Brief:
Return every line of the records below that contains the word "sign".

Material for this task:
## Begin
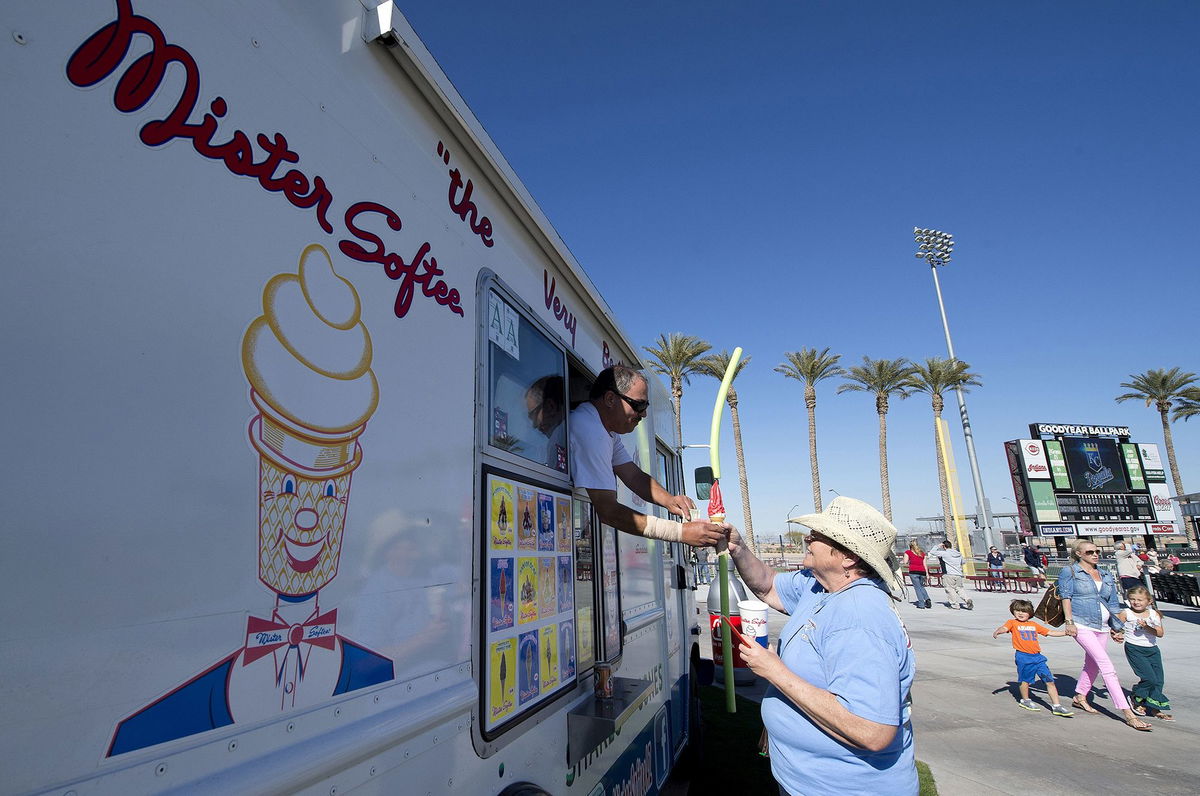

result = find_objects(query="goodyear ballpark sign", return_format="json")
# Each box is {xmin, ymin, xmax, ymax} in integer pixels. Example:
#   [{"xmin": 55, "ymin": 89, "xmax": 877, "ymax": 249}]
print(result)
[{"xmin": 1030, "ymin": 423, "xmax": 1129, "ymax": 437}]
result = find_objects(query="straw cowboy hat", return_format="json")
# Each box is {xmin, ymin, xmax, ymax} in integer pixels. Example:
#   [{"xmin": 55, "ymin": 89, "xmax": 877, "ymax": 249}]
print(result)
[{"xmin": 788, "ymin": 496, "xmax": 904, "ymax": 599}]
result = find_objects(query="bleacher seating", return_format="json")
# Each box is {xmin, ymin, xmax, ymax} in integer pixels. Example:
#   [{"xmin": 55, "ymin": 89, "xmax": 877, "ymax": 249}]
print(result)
[{"xmin": 1150, "ymin": 573, "xmax": 1200, "ymax": 608}]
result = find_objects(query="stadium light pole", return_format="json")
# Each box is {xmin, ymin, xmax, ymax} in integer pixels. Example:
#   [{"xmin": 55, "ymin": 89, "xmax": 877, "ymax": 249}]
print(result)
[
  {"xmin": 784, "ymin": 503, "xmax": 804, "ymax": 551},
  {"xmin": 912, "ymin": 227, "xmax": 996, "ymax": 547}
]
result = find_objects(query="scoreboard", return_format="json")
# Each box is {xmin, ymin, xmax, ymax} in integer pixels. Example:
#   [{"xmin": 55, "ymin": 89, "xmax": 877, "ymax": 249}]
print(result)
[{"xmin": 1004, "ymin": 423, "xmax": 1181, "ymax": 537}]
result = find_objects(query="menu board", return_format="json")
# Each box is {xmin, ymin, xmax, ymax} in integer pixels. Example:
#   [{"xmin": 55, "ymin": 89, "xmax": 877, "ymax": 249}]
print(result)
[{"xmin": 482, "ymin": 474, "xmax": 576, "ymax": 730}]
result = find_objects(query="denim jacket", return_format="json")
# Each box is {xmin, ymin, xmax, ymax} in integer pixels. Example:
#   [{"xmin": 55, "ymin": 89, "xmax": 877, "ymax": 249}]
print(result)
[{"xmin": 1058, "ymin": 564, "xmax": 1121, "ymax": 630}]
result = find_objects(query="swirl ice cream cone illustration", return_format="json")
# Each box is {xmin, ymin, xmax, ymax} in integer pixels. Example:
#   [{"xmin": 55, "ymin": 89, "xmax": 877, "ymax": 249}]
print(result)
[
  {"xmin": 108, "ymin": 245, "xmax": 395, "ymax": 756},
  {"xmin": 241, "ymin": 244, "xmax": 379, "ymax": 597}
]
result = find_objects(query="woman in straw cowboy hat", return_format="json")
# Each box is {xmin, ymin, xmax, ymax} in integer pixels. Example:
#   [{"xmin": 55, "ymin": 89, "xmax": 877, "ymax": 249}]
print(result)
[{"xmin": 730, "ymin": 497, "xmax": 917, "ymax": 795}]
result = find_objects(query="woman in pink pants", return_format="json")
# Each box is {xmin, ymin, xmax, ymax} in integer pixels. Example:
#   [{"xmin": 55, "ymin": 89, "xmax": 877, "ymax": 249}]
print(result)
[{"xmin": 1058, "ymin": 539, "xmax": 1151, "ymax": 732}]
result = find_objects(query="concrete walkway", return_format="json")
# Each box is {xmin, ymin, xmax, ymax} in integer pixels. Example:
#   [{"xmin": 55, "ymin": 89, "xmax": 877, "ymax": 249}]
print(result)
[{"xmin": 696, "ymin": 586, "xmax": 1200, "ymax": 796}]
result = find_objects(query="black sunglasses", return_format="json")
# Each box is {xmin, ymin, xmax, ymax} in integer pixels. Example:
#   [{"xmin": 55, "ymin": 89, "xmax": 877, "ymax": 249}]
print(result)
[{"xmin": 613, "ymin": 390, "xmax": 650, "ymax": 414}]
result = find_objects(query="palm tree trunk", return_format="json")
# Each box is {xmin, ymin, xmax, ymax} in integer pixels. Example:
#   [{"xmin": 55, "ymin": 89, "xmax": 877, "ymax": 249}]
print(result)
[
  {"xmin": 804, "ymin": 385, "xmax": 821, "ymax": 514},
  {"xmin": 728, "ymin": 389, "xmax": 757, "ymax": 555},
  {"xmin": 880, "ymin": 412, "xmax": 892, "ymax": 522},
  {"xmin": 934, "ymin": 412, "xmax": 954, "ymax": 539},
  {"xmin": 1158, "ymin": 403, "xmax": 1183, "ymax": 495}
]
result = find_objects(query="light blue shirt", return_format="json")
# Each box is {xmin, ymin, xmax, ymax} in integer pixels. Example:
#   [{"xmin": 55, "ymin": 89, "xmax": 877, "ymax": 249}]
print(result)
[{"xmin": 762, "ymin": 570, "xmax": 917, "ymax": 796}]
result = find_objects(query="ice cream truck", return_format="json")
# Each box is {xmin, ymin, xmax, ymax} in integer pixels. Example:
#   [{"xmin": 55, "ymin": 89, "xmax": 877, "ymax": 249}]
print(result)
[{"xmin": 0, "ymin": 0, "xmax": 703, "ymax": 796}]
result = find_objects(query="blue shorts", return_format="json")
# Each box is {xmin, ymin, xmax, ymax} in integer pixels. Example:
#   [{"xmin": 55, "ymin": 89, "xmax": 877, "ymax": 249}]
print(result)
[{"xmin": 1014, "ymin": 652, "xmax": 1054, "ymax": 683}]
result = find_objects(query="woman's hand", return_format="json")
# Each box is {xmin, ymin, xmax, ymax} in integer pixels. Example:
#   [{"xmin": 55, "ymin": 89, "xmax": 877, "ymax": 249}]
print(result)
[{"xmin": 738, "ymin": 644, "xmax": 787, "ymax": 683}]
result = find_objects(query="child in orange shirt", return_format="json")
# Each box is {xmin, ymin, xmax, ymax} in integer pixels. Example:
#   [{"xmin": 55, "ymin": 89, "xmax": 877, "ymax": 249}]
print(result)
[{"xmin": 991, "ymin": 600, "xmax": 1074, "ymax": 718}]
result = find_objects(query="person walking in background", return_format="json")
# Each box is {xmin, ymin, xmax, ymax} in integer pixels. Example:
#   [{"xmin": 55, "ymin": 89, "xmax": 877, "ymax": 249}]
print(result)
[
  {"xmin": 725, "ymin": 496, "xmax": 918, "ymax": 796},
  {"xmin": 988, "ymin": 547, "xmax": 1004, "ymax": 586},
  {"xmin": 1024, "ymin": 544, "xmax": 1046, "ymax": 577},
  {"xmin": 1117, "ymin": 586, "xmax": 1175, "ymax": 722},
  {"xmin": 1116, "ymin": 541, "xmax": 1141, "ymax": 594},
  {"xmin": 991, "ymin": 600, "xmax": 1074, "ymax": 718},
  {"xmin": 1058, "ymin": 539, "xmax": 1152, "ymax": 732},
  {"xmin": 929, "ymin": 539, "xmax": 974, "ymax": 611},
  {"xmin": 904, "ymin": 539, "xmax": 934, "ymax": 608}
]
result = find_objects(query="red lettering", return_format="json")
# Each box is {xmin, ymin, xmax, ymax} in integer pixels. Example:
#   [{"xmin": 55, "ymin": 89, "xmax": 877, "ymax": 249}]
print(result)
[
  {"xmin": 337, "ymin": 202, "xmax": 463, "ymax": 318},
  {"xmin": 438, "ymin": 142, "xmax": 496, "ymax": 249},
  {"xmin": 66, "ymin": 0, "xmax": 463, "ymax": 318},
  {"xmin": 541, "ymin": 269, "xmax": 578, "ymax": 348}
]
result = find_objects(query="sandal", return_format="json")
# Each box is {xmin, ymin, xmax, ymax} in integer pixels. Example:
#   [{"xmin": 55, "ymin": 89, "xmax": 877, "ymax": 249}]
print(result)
[{"xmin": 1126, "ymin": 716, "xmax": 1154, "ymax": 732}]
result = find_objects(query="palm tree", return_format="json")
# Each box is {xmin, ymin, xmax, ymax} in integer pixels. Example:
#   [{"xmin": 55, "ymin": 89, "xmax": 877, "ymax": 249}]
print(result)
[
  {"xmin": 911, "ymin": 357, "xmax": 983, "ymax": 537},
  {"xmin": 642, "ymin": 331, "xmax": 712, "ymax": 470},
  {"xmin": 838, "ymin": 357, "xmax": 912, "ymax": 522},
  {"xmin": 696, "ymin": 351, "xmax": 755, "ymax": 550},
  {"xmin": 1116, "ymin": 367, "xmax": 1196, "ymax": 495},
  {"xmin": 775, "ymin": 348, "xmax": 845, "ymax": 514},
  {"xmin": 1171, "ymin": 387, "xmax": 1200, "ymax": 421}
]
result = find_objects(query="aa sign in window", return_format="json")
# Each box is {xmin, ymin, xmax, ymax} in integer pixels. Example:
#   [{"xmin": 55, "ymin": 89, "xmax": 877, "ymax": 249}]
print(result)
[{"xmin": 487, "ymin": 291, "xmax": 568, "ymax": 473}]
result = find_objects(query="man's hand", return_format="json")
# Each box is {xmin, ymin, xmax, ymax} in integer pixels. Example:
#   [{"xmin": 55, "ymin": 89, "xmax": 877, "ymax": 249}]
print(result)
[
  {"xmin": 721, "ymin": 522, "xmax": 744, "ymax": 556},
  {"xmin": 662, "ymin": 495, "xmax": 696, "ymax": 522},
  {"xmin": 683, "ymin": 521, "xmax": 732, "ymax": 547},
  {"xmin": 738, "ymin": 644, "xmax": 787, "ymax": 683}
]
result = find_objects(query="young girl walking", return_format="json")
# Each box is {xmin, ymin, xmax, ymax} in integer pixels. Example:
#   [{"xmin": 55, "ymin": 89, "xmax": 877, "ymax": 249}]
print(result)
[{"xmin": 1117, "ymin": 586, "xmax": 1175, "ymax": 722}]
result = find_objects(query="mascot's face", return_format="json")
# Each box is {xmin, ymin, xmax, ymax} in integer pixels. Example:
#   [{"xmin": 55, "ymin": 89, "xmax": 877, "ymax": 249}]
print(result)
[{"xmin": 258, "ymin": 457, "xmax": 350, "ymax": 597}]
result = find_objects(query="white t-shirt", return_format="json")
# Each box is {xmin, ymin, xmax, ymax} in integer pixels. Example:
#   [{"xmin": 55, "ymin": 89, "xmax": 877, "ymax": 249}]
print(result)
[
  {"xmin": 570, "ymin": 401, "xmax": 634, "ymax": 492},
  {"xmin": 1124, "ymin": 609, "xmax": 1163, "ymax": 647}
]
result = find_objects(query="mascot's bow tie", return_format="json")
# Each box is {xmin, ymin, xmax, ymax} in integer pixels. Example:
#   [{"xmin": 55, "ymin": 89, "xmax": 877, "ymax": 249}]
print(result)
[{"xmin": 241, "ymin": 609, "xmax": 337, "ymax": 666}]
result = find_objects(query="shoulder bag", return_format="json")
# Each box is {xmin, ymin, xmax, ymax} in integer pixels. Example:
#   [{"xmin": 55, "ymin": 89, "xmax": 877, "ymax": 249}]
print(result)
[{"xmin": 1033, "ymin": 573, "xmax": 1067, "ymax": 628}]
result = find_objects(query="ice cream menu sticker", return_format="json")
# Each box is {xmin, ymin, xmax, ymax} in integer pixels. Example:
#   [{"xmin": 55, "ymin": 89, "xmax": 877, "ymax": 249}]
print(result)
[
  {"xmin": 516, "ymin": 486, "xmax": 538, "ymax": 550},
  {"xmin": 491, "ymin": 480, "xmax": 516, "ymax": 550},
  {"xmin": 482, "ymin": 475, "xmax": 577, "ymax": 729}
]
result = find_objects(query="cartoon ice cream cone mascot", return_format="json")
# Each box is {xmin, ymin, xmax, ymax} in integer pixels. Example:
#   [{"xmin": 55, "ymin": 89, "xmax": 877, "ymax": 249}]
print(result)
[{"xmin": 108, "ymin": 244, "xmax": 394, "ymax": 756}]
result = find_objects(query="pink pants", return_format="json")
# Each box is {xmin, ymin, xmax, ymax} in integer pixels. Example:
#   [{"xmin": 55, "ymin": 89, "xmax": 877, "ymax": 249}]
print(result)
[{"xmin": 1075, "ymin": 626, "xmax": 1129, "ymax": 711}]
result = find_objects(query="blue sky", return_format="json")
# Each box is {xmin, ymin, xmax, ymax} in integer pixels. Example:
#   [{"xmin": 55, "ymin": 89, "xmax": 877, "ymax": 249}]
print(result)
[{"xmin": 398, "ymin": 0, "xmax": 1200, "ymax": 535}]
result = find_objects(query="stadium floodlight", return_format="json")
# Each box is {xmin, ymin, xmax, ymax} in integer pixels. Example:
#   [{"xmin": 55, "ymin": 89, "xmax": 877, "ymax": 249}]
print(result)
[{"xmin": 912, "ymin": 227, "xmax": 996, "ymax": 547}]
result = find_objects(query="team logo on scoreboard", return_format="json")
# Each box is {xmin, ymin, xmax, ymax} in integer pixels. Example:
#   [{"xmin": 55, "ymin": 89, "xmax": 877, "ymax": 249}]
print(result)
[{"xmin": 1082, "ymin": 442, "xmax": 1115, "ymax": 490}]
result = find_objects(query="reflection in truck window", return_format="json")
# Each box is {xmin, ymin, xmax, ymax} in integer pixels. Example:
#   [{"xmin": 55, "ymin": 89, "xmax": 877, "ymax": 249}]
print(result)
[{"xmin": 488, "ymin": 293, "xmax": 568, "ymax": 473}]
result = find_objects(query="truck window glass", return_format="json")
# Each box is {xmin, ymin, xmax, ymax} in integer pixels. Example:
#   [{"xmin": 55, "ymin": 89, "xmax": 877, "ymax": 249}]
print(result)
[
  {"xmin": 572, "ymin": 499, "xmax": 596, "ymax": 672},
  {"xmin": 487, "ymin": 291, "xmax": 568, "ymax": 473}
]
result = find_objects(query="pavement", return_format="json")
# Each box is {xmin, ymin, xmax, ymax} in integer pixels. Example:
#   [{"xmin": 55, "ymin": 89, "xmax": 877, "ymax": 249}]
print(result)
[{"xmin": 696, "ymin": 578, "xmax": 1200, "ymax": 796}]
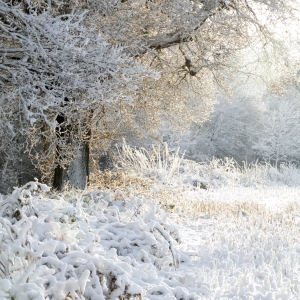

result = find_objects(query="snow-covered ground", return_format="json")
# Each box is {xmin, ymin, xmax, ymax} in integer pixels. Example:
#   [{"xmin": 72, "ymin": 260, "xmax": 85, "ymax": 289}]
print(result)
[
  {"xmin": 0, "ymin": 179, "xmax": 300, "ymax": 300},
  {"xmin": 0, "ymin": 149, "xmax": 300, "ymax": 300}
]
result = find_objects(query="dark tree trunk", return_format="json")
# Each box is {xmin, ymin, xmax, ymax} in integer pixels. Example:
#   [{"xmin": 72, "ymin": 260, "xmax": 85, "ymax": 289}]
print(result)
[{"xmin": 53, "ymin": 165, "xmax": 64, "ymax": 191}]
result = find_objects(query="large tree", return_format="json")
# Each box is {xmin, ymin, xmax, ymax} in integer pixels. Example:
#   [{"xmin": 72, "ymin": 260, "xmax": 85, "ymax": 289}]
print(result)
[{"xmin": 0, "ymin": 0, "xmax": 296, "ymax": 188}]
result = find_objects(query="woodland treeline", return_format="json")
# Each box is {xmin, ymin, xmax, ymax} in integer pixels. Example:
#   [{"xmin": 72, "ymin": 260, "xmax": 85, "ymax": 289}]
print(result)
[{"xmin": 0, "ymin": 0, "xmax": 300, "ymax": 193}]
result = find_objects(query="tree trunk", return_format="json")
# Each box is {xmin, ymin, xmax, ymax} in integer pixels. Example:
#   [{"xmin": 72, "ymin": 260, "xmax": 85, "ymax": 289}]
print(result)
[
  {"xmin": 53, "ymin": 165, "xmax": 64, "ymax": 191},
  {"xmin": 68, "ymin": 142, "xmax": 89, "ymax": 190}
]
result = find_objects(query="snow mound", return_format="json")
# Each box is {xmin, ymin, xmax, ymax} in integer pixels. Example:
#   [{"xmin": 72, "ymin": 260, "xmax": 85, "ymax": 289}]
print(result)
[{"xmin": 0, "ymin": 182, "xmax": 199, "ymax": 300}]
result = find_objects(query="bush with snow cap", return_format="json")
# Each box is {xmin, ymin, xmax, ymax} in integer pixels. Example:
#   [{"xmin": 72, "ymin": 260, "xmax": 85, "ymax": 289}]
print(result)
[{"xmin": 0, "ymin": 182, "xmax": 197, "ymax": 300}]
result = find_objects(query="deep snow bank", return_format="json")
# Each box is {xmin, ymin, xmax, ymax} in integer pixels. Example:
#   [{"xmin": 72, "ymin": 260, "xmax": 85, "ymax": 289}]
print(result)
[{"xmin": 0, "ymin": 182, "xmax": 198, "ymax": 300}]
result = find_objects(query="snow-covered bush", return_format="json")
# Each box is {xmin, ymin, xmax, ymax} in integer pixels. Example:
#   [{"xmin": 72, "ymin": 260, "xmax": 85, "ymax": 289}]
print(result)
[{"xmin": 0, "ymin": 182, "xmax": 204, "ymax": 300}]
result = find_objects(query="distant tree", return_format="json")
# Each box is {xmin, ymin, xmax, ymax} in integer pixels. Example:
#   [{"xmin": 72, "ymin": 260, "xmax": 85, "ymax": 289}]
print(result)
[
  {"xmin": 0, "ymin": 0, "xmax": 296, "ymax": 188},
  {"xmin": 253, "ymin": 90, "xmax": 300, "ymax": 167}
]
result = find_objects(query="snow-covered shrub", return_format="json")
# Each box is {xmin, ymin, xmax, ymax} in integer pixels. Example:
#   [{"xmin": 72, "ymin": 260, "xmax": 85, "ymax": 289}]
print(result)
[{"xmin": 0, "ymin": 182, "xmax": 198, "ymax": 300}]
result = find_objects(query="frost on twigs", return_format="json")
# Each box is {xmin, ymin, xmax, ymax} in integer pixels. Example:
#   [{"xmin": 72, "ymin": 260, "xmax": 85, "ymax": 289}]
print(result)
[{"xmin": 0, "ymin": 182, "xmax": 197, "ymax": 300}]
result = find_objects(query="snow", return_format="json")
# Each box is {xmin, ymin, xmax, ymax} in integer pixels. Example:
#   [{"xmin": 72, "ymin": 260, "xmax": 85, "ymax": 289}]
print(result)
[{"xmin": 0, "ymin": 173, "xmax": 300, "ymax": 300}]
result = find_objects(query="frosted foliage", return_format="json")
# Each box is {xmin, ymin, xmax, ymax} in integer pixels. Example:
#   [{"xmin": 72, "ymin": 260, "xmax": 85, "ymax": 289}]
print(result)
[
  {"xmin": 0, "ymin": 0, "xmax": 156, "ymax": 176},
  {"xmin": 0, "ymin": 182, "xmax": 198, "ymax": 300},
  {"xmin": 253, "ymin": 95, "xmax": 300, "ymax": 166}
]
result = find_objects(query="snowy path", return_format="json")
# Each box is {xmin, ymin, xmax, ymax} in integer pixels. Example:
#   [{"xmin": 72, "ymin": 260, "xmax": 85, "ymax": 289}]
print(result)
[{"xmin": 171, "ymin": 196, "xmax": 300, "ymax": 300}]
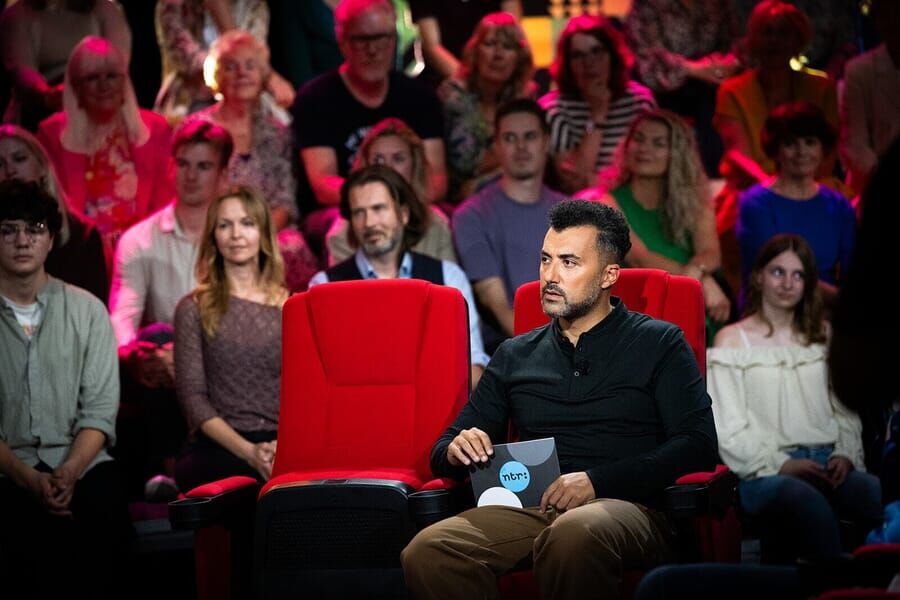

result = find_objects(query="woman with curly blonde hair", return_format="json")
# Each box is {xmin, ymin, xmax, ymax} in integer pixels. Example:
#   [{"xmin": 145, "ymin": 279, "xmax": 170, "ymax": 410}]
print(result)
[
  {"xmin": 603, "ymin": 110, "xmax": 731, "ymax": 330},
  {"xmin": 175, "ymin": 188, "xmax": 288, "ymax": 490},
  {"xmin": 438, "ymin": 12, "xmax": 535, "ymax": 203},
  {"xmin": 0, "ymin": 124, "xmax": 109, "ymax": 304}
]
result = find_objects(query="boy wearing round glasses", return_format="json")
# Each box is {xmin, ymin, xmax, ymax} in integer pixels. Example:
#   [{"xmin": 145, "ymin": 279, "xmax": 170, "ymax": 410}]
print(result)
[{"xmin": 0, "ymin": 180, "xmax": 131, "ymax": 597}]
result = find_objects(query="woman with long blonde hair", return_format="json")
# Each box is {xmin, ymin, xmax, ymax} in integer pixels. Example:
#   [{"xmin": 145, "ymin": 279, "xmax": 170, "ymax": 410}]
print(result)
[
  {"xmin": 0, "ymin": 124, "xmax": 109, "ymax": 304},
  {"xmin": 438, "ymin": 12, "xmax": 536, "ymax": 204},
  {"xmin": 603, "ymin": 110, "xmax": 731, "ymax": 332},
  {"xmin": 175, "ymin": 188, "xmax": 288, "ymax": 491},
  {"xmin": 37, "ymin": 36, "xmax": 174, "ymax": 255}
]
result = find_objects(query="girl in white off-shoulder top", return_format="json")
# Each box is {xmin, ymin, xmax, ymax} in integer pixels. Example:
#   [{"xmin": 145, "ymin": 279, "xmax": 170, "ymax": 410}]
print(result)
[{"xmin": 707, "ymin": 235, "xmax": 881, "ymax": 555}]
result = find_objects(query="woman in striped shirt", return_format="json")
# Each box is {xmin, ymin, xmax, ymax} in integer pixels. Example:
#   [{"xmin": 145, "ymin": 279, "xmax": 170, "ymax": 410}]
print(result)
[{"xmin": 540, "ymin": 15, "xmax": 656, "ymax": 193}]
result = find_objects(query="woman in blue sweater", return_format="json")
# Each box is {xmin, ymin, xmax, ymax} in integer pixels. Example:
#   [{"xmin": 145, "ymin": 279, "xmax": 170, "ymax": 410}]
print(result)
[{"xmin": 737, "ymin": 102, "xmax": 856, "ymax": 306}]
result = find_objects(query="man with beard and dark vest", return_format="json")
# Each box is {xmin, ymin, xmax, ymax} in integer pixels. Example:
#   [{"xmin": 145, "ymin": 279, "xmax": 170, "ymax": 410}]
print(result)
[{"xmin": 309, "ymin": 165, "xmax": 488, "ymax": 388}]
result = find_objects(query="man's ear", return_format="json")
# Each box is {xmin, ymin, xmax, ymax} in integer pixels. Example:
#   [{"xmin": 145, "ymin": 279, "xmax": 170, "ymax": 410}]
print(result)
[{"xmin": 600, "ymin": 263, "xmax": 619, "ymax": 290}]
## End
Final result:
result = find_objects(query="goodyear ballpark sign", return_format="json")
result = find_objects(query="aa sign in window", return_format="json")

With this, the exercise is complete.